> [TAREFAS E EXERCÍCIOS]:
a) Responda com base no trecho sobre a época de caserna:
(i) Que serviço era, para quem narra, o pior castigo?
(ii) Por quantos dias durou o envio para a divisa do Ceará?
(iii) O que "salvava" naquele período, já que não havia celular nem internet?
b) Converta em tabela Markdown as linhas dos registros, a começar pela que contém "Report the position of each instance of the ocean" e seguindo até a que contém "[[354, 235]]", ambas incluídas. Use as colunas "Nº" e "Linha" e deixe de fora as linhas em branco.

> [TRECHO DO TEXTO]:
┌────────

Mas, falando em solidão, lembrei-me de um episódio a tempos ocorrido, em minha época de caserna. Não era segredo a ninguém, que para mim, não existia castigo maior do que ficar atendendo telefones de ocorrências. Preferia estar lá, vendo o que estava acontecendo, no meio do povo, mesmo que fosse deveras mais e muito perigoso. Atender ao telefone, abrir um diálogo com quem não conhecia, e que na maioria das vezes não estava disposto a me conhecer, dar uma de psicólogo, dirimir conflitos, filtrar situações e dar possível grau de perigo a ser repassado aos amigos de frente, para mim era um “serviço pesado”, principalmente por conta da solidão. Era eu, um telefone e alguém que na maioria das vezes ligava no desespero e ansiava por uma resposta imediata, que na maioria das vezes não ocorria.
Assim, um dia fui enviado para uma das divisas do Ceará. Rio Grande do Norte ficou perto e eu tive a oportunidade de respirar outros ares. Dezessete dias longe de tudo, da cidade, dos amigos, da família. Celular não existia em nosso meio. Internet nem pensar. O que salvava eram os hoje produto de colecionadores, cartões telefônicos. E mesmo estes eram caros. Dividiamos entre os amigos os créditos, amigos estes das mais diferentes cidades e regiões do Ceará. Grandes homens que ainda hoje, são grandes amigos. A internet hoje nos aproxima de quem um dia esteve tão distante.

└────────

> [MATERIAL DE ENTRADA]:
┌────────

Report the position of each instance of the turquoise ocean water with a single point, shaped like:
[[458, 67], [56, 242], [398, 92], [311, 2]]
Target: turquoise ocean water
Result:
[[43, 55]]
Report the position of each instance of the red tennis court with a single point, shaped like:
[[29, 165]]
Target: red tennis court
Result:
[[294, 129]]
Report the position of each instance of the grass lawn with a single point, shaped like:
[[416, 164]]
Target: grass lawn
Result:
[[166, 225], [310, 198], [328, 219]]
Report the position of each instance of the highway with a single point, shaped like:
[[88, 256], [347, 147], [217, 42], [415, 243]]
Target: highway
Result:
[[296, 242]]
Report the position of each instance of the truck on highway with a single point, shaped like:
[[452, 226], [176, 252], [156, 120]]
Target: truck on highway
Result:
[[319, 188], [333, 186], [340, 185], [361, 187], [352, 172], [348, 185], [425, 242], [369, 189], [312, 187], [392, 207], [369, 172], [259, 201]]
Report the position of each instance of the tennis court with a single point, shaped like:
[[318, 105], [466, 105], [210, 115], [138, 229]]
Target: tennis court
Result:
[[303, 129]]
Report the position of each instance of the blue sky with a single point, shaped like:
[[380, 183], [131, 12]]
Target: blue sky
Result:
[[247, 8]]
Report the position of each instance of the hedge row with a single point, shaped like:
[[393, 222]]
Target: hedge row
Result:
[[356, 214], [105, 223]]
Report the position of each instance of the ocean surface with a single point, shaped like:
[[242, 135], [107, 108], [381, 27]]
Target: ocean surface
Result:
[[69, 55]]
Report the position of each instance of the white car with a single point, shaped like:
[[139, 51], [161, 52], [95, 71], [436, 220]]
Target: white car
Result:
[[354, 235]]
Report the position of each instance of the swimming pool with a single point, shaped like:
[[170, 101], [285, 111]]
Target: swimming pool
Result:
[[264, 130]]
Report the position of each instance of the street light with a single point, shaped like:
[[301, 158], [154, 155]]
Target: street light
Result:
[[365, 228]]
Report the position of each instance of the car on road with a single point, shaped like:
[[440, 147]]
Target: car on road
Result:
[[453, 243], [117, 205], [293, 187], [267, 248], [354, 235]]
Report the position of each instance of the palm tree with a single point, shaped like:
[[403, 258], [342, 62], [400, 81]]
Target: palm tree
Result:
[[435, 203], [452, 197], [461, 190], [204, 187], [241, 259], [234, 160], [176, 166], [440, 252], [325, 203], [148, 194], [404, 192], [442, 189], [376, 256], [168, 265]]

└────────
┌────────

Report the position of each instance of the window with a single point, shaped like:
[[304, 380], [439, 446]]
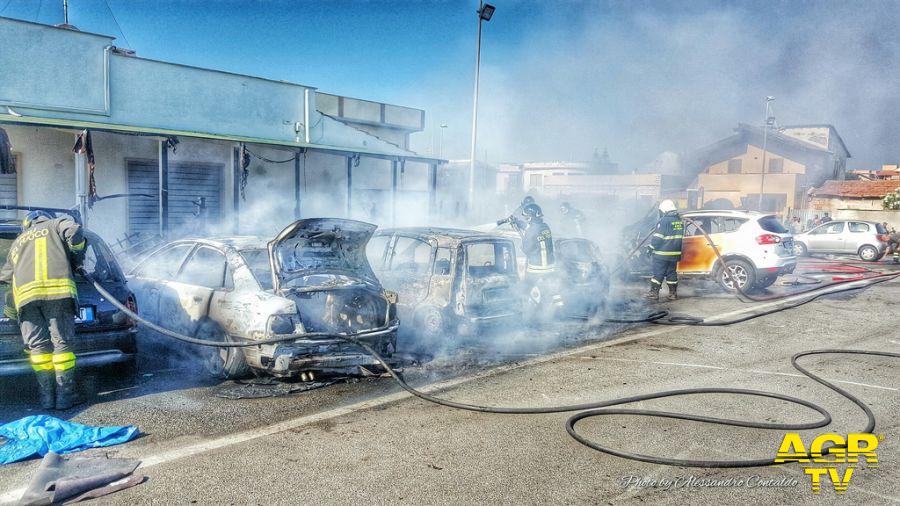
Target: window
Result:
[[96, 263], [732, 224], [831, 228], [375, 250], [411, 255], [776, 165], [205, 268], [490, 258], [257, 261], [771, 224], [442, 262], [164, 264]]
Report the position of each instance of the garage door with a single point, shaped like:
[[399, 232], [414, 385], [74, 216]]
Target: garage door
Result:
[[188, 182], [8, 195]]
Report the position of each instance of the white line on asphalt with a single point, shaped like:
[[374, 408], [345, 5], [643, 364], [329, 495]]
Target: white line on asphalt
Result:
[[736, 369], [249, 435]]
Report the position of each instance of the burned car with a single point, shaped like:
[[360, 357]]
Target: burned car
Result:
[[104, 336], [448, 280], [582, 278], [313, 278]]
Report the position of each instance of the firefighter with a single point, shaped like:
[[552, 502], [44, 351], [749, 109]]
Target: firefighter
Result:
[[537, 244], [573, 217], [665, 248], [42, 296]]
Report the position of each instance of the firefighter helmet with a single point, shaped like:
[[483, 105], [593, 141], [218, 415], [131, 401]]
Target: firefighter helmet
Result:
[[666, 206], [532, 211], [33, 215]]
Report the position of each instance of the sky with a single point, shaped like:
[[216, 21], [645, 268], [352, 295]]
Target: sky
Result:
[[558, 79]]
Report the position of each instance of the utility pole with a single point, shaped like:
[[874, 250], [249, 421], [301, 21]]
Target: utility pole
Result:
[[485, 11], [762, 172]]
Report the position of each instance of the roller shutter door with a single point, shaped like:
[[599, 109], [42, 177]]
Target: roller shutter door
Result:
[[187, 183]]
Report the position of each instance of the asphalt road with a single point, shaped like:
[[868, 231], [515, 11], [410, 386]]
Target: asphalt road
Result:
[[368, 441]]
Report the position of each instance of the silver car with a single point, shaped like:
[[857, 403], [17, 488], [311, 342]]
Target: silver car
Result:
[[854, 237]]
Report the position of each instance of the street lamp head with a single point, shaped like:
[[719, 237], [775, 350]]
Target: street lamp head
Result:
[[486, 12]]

└────────

> [LISTA DE RESPOSTAS]:
a)
(i) Ficar atendendo telefones de ocorrências.
(ii) Dezessete dias.
(iii) Os cartões telefônicos.

b)
| Nº | Linha |
|---|---|
| 1 | Report the position of each instance of the ocean surface with a single point, shaped like: |
| 2 | [[242, 135], [107, 108], [381, 27]] |
| 3 | Target: ocean surface |
| 4 | Result: |
| 5 | [[69, 55]] |
| 6 | Report the position of each instance of the white car with a single point, shaped like: |
| 7 | [[139, 51], [161, 52], [95, 71], [436, 220]] |
| 8 | Target: white car |
| 9 | Result: |
| 10 | [[354, 235]] |